Objective 1: In the Oracle VM deployment passage below, which site is the only one guaranteed to contain production-ready software bundles?
Objective 2: Continue the Oracle VM deployment passage below from its final sentence.
--- Start of Passage shown ---
The Oracle VM Start to Finish

This section covers a hypothetical deployment of an Oracle VM technology stack. After the Oracle VM Manager, Oracle VM server, guest Oracle VM templates, and the requisite Oracle Linux software have been acquired, the concepts and tasks for deploying an Oracle VM installation begin with planning the configuration, with the objective of sustaining some basic guest VMs.

The source of the installation and upgrade software should be the Oracle eDelivery site “Oracle Software Delivery Cloud” whenever possible. Although there are many other sources of software, including the Oracle Technology Network, only the eDelivery site is guaranteed to contain production-ready bundles. The URL for this site is https://edelivery.oracle.com, and it contains the Oracle VM software and templates required for most deployments. Figure 22-7 shows a partial Oracle software-delivery site listing of Oracle VM Server software. If the term “template” would have been included in the search, the result would have included 38 products, each of which require further refinement to drill down to the specific required template.

FIGURE 22-7.    Oracle software-delivery site listing VM software

In preparation for our hypothetical Oracle VM environment deployment, the following software should be downloaded:

   Oracle VM Manager

   Oracle VM Server

   Oracle Linux template (optional)

   Oracle Linux server software (optional)

   Other operating system(s), such as Windows, CentOS, and so on

Storage, Pools, Servers, and Repositories

The downloaded software will be used to establish the environment. As discussed previously in this book, it is a good practice (if not a best practice) to establish a local yum repository. Although it is not required, the local yum repository can be used to store the entire set of Oracle VM software. It is mentioned here purely as a suggestion, but it is not required. In fact, there is no “yum install” command to deploy the Oracle VM Manager or VM Server software. The best practice is to install the VM Manager into a supported bare-metal-based operating system using the process documented in this book, along with the Oracle VM documentation. The yum repository is an option for storing and deploying subsequent patches as they become available. Oracle VM patches can be downloaded and deployed into the local yum repository so that the software is available not only to the Oracle VM Manager and Oracle VM Server machines running the Oracle VM environment, but also to the guest VMs deployed into the Oracle VM environment.

Deploying Oracle VM

The deployment of Oracle VM begins with planning. The Oracle VM Manager is the first major component to deploy. As such, the following serves to clarify some points:

   OVM Manager should not be installed on the same server as Enterprise Manager. The OVM Manager installation cannot use the WebLogic server that is installed with Oracle Enterprise Manager. The OVM Manager installation requires its own technology stack.
--- End of Passage shown ---
--- Start of Records shown ---
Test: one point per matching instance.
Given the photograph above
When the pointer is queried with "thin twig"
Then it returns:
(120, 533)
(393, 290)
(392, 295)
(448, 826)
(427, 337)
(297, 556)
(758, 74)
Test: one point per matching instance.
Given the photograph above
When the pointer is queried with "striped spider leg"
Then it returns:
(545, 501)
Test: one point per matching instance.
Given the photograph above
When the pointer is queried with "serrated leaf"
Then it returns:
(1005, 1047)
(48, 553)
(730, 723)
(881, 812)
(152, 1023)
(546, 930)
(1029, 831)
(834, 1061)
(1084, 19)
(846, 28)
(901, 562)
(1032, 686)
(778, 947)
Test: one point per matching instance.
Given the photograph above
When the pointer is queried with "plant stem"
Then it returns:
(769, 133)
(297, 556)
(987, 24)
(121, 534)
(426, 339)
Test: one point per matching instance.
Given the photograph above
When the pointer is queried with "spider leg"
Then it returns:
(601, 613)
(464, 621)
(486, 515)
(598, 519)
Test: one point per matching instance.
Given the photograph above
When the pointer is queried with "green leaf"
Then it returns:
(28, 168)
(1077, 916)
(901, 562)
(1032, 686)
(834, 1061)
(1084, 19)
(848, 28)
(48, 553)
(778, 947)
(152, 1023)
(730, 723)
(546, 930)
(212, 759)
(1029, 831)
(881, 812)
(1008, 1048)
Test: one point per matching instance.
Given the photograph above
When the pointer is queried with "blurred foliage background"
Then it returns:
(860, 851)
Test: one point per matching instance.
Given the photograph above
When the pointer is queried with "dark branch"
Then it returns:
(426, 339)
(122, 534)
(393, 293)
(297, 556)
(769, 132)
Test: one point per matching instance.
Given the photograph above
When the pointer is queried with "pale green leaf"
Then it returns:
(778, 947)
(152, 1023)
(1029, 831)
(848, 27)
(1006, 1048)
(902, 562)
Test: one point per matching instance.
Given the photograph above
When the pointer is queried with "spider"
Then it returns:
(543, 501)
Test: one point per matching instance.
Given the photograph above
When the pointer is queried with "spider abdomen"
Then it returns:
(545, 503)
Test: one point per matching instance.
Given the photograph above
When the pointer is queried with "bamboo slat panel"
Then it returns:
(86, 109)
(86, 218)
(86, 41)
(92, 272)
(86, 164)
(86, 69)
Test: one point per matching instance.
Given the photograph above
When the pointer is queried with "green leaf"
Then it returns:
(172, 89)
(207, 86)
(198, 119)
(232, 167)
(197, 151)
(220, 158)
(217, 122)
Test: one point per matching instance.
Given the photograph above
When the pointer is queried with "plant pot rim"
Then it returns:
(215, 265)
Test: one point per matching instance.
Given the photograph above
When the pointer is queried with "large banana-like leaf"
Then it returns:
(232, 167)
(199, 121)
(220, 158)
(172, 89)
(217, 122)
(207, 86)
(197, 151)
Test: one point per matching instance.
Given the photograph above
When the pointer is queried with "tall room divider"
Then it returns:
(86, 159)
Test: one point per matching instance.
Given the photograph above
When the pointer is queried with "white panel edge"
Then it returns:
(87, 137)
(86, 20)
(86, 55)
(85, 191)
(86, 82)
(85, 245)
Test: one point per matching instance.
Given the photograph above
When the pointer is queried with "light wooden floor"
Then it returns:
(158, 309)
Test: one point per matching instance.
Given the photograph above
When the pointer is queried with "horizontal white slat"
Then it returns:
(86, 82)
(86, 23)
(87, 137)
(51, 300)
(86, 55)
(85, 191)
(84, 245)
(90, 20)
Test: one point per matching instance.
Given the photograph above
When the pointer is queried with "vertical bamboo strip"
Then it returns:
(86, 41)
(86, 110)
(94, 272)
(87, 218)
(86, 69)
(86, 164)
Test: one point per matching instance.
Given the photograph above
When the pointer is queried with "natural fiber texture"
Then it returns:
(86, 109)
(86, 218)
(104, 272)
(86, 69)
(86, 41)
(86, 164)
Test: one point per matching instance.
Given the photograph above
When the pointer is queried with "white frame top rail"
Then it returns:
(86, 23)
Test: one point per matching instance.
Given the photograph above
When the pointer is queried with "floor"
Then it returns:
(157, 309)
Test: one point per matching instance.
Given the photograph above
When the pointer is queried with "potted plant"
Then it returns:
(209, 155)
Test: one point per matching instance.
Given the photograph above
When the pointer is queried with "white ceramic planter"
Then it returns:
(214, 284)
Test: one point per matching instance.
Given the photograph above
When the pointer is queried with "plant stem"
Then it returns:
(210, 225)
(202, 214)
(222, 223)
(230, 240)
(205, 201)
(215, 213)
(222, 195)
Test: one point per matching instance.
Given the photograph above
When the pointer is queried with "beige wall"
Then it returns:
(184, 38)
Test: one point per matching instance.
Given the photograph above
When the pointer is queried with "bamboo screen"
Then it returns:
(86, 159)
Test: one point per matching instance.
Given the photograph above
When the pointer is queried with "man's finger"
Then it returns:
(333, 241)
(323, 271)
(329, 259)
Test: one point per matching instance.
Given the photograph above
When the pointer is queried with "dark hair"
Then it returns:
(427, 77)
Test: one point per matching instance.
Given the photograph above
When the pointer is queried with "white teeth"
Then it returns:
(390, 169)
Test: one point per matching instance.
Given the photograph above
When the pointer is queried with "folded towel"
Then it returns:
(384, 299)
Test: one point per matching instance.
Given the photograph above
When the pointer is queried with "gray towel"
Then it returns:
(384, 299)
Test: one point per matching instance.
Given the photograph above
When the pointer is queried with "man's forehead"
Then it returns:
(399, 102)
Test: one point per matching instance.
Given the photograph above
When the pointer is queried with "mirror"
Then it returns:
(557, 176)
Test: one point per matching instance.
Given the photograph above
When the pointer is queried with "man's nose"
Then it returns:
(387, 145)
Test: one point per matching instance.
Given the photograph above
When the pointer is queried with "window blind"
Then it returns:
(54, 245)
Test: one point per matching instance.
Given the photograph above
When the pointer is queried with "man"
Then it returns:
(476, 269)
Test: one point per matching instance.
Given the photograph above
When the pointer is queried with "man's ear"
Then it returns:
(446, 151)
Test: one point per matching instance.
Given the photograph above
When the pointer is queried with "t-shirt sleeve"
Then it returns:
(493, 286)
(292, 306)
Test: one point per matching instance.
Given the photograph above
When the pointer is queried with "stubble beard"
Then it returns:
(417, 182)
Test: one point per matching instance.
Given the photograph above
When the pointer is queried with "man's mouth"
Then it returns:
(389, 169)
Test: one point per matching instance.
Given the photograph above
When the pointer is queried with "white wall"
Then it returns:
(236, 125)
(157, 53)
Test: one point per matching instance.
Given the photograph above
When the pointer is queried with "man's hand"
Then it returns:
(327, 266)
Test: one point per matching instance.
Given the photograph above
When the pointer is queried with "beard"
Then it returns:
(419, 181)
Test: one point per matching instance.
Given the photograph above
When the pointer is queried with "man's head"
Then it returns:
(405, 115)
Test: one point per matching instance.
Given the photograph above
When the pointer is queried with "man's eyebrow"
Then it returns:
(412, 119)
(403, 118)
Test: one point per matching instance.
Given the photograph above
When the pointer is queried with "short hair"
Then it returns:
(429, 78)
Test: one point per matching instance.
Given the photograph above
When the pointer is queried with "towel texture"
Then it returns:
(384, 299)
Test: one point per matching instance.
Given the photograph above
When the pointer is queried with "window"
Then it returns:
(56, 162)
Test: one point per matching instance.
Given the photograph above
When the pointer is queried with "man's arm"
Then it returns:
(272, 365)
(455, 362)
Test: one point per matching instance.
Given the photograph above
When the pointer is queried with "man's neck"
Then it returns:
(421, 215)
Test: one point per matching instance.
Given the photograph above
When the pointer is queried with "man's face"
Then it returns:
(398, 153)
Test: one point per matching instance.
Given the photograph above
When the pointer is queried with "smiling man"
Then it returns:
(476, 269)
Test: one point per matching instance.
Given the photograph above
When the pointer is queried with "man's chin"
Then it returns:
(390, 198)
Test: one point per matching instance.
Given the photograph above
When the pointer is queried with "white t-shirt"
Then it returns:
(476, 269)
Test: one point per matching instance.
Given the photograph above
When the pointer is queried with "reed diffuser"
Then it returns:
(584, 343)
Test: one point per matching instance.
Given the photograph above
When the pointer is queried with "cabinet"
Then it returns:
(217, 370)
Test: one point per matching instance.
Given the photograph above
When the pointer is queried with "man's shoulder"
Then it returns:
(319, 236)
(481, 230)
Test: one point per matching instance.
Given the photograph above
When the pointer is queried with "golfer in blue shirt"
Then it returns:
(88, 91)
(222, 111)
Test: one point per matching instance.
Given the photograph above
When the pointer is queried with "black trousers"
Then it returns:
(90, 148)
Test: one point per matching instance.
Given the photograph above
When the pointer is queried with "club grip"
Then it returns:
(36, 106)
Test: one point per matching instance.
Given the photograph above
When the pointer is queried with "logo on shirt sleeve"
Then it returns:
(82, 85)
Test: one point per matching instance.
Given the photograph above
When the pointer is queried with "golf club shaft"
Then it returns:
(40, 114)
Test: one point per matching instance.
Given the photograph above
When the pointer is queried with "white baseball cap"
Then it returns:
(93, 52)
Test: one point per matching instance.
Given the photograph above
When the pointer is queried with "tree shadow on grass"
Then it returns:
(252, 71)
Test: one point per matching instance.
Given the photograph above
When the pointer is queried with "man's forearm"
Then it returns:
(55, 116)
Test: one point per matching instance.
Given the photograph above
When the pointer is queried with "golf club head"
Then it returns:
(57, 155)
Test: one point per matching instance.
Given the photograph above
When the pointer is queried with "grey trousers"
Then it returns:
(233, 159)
--- End of Records shown ---
Output 1: The Oracle eDelivery site, "Oracle Software Delivery Cloud" (https://edelivery.oracle.com).

Output 2:
   Oracle VM Manager is an application that is installed on a normal Linux operating system such as Oracle Linux or Redhat Linux 5.8+ (including 6 and 7), and it can be a physical or virtual machine. (However, you should learn the process first before complicating it with virtualizing the virtualization management tools.)

   The Oracle VM Manager doesn’t need anything special for networking. It just needs enough network to allow connectivity; nothing else is needed.

   The Oracle VM Manager does not need access to SAN or NAS storage used by the OVM servers (this is an especially misunderstood aspect of storage).

   The Oracle VM Manager GUI is the best place to manage the Oracle VM environment. Very few operations (by design) are performed from the command line outside the Oracle VM Manager. Unless directed specifically by Oracle Support, you should perform all Oracle VM management operations from within the Oracle VM Manager environment.

Assuming enough thought and planning have been given to the storage and networking, a typical deployment will have storage served to three or more Oracle VM servers through multiple repositories. It is advisable, if not a best practice, to group the Oracle VM guest virtual machines of a similar type, business system, or role into a given repository or group of repositories, which makes backing up the guest VMs and their associated data much simpler and more logical. In other words, you should create each repository with the intent of putting logically grouped VMs into it. This practice applies not only to repositories, but also to the server pools and network-creation tasks. Figure 22-8 shows an example of logically grouped VM repositories, where there are multiple repositories for guest virtual machines based on physical disks and another repository for guest VMs targeted for cloud deployment.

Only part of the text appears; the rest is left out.